Station bei Bachmann _ „Wie viel hat Ingeborg Bachmann hier geschrieben?“ Sophia Lunra Schnack, Schriftstellerin _ Wien 25.6.2023

Sophia Lunra Schnack, Schriftstellerin_ Wien _
am Wohnort Ingeborg Bachmanns in Wien_
 
50.Todesjahr_Ingeborg Bachmann_ Schriftstellerin (25.Juni 1926 Klagenfurt – 17.Oktober 1973 Rom)
Erste Wohnung Ingeborg Bachmanns in Wien_ 
sie kam 1946 in Wien an und lebte zunächst in der Wohnung ihres Onkels in Wien/Alsergrund
Sophia Lunra Schnack, Schriftstellerin_ Wien _
am Wohnort Ingeborg Bachmanns in Wien_
 
50.Todesjahr_Ingeborg Bachmann_ Schriftstellerin (25.Juni 1926 Klagenfurt – 17.Oktober 1973 Rom)
Sophia Lunra Schnack, Schriftstellerin_ Wien _
am Wohnort Ingeborg Bachmanns in Wien_
 
50.Todesjahr_Ingeborg Bachmann_ Schriftstellerin (25.Juni 1926 Klagenfurt – 17.Oktober 1973 Rom)

Liebe Sophia Lunra Schnack, wir sind hier im Wiener Wohnhaus von Ingeborg Bachmanns erster vorübergehender Unterkunft.

Ingeborg Bachmann kam hier als Studentin, Schriftstellerin am 9.10.1946 an und wohnte hier vorübergehend bei einem Onkel väterlicherseits bis 18.10.1946, danach zog sie eine Untermietwohnung.

Es ist für Dich, liebe Sophia, ein besonderer Tag, da Du heute Deinen ersten Roman („feuchtes Holz“ Otto Müller Verlag 8/2023) in der Endfassung beim Salzburger Otto Müller Verlag einreichst. Welche Gedanken bewegen Dich und welche Eindrücke nimmst Du vom Wohnhaus auf?

= GEZEIGTE DATENSÄTZE =
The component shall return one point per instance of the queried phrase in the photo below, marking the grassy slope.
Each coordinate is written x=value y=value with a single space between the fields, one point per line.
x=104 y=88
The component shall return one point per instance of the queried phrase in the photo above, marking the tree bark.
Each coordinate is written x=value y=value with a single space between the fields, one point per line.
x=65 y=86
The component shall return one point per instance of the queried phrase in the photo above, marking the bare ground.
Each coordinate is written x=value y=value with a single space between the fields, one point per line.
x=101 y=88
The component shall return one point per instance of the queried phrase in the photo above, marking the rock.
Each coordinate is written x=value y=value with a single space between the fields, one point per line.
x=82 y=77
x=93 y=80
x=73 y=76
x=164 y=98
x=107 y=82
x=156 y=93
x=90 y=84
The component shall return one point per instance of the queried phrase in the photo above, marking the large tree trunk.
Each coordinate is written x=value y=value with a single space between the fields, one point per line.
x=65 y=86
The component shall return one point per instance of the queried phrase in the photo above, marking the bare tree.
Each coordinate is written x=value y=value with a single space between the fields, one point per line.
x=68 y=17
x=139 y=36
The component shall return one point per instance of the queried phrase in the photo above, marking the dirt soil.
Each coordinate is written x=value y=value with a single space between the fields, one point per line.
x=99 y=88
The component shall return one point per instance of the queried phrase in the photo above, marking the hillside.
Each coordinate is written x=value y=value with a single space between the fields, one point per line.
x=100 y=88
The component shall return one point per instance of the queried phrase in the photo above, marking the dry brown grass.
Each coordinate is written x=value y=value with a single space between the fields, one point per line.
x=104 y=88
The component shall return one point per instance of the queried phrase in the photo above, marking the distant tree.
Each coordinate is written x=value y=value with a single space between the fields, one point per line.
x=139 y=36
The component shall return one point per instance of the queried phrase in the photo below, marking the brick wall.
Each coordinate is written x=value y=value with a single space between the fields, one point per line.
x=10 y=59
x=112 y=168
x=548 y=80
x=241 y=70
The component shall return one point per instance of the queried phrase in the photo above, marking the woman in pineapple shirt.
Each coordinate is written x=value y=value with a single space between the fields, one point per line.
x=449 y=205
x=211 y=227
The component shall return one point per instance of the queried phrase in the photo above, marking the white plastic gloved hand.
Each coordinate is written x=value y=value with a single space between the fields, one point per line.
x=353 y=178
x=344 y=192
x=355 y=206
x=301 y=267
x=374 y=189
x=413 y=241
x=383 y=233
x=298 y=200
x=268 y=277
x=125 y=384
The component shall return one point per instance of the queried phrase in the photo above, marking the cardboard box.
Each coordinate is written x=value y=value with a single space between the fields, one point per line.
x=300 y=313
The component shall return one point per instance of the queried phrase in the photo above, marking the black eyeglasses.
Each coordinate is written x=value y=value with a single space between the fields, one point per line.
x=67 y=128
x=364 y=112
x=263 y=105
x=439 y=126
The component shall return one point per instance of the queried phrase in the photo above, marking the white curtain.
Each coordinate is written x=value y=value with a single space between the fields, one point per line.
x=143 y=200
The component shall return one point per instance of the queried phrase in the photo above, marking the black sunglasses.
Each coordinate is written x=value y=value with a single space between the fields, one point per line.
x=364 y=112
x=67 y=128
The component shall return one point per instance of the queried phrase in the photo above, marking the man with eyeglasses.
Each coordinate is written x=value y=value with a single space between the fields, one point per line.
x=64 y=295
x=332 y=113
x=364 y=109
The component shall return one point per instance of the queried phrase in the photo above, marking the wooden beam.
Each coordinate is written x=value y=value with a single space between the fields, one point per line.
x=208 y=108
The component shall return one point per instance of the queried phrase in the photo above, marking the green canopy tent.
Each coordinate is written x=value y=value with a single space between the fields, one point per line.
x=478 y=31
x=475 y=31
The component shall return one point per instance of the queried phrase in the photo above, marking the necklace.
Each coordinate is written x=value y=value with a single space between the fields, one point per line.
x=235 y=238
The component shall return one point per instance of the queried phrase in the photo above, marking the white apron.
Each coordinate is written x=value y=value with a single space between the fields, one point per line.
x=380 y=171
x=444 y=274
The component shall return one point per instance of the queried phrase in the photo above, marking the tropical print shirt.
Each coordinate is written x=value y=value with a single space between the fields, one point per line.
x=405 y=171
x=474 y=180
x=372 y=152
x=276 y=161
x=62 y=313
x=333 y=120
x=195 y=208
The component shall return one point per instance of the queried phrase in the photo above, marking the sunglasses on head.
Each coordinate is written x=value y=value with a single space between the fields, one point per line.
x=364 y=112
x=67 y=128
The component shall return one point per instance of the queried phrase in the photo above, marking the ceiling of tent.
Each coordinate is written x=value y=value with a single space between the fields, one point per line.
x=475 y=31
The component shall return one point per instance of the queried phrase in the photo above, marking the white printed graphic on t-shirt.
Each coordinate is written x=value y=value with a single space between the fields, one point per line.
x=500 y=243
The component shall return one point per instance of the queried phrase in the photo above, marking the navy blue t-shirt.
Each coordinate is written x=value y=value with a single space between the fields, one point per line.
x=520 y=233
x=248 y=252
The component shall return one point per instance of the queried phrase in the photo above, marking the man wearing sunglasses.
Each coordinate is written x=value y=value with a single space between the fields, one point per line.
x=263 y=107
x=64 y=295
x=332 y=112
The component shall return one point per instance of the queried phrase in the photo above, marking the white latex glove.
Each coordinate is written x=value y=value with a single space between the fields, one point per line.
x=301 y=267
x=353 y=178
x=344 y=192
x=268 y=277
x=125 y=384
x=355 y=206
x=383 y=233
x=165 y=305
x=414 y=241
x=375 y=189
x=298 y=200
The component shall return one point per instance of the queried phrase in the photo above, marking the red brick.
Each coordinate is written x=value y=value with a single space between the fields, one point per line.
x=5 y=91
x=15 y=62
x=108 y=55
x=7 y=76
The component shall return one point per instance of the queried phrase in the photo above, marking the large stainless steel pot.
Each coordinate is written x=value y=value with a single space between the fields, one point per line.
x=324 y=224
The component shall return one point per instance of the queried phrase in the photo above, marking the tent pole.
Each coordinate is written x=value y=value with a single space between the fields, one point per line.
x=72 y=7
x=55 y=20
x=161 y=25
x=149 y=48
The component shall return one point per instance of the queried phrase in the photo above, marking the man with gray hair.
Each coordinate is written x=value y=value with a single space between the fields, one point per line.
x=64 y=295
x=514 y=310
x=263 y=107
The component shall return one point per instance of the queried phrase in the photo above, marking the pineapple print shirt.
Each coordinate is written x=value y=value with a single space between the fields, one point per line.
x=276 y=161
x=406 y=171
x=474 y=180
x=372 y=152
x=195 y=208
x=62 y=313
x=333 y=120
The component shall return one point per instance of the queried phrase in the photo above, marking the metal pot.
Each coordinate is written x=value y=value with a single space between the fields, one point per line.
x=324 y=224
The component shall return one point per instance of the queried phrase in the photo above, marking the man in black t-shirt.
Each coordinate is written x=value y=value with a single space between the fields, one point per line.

= DEINE AUFGABE =
Schreibe den Text über Ingeborg Bachmann von "Ingeborg Bachmann kam" bis einschließlich "vom Wohnhaus auf?" neu und setze dabei "Großvater" anstelle von "Onkel". Die Datensätze spielen hierbei keine Rolle.

= LÖSUNG =
Ingeborg Bachmann kam hier als Studentin, Schriftstellerin am 9.10.1946 an und wohnte hier vorübergehend bei einem Großvater väterlicherseits bis 18.10.1946, danach zog sie eine Untermietwohnung.

Es ist für Dich, liebe Sophia, ein besonderer Tag, da Du heute Deinen ersten Roman („feuchtes Holz“ Otto Müller Verlag 8/2023) in der Endfassung beim Salzburger Otto Müller Verlag einreichst. Welche Gedanken bewegen Dich und welche Eindrücke nimmst Du vom Wohnhaus auf?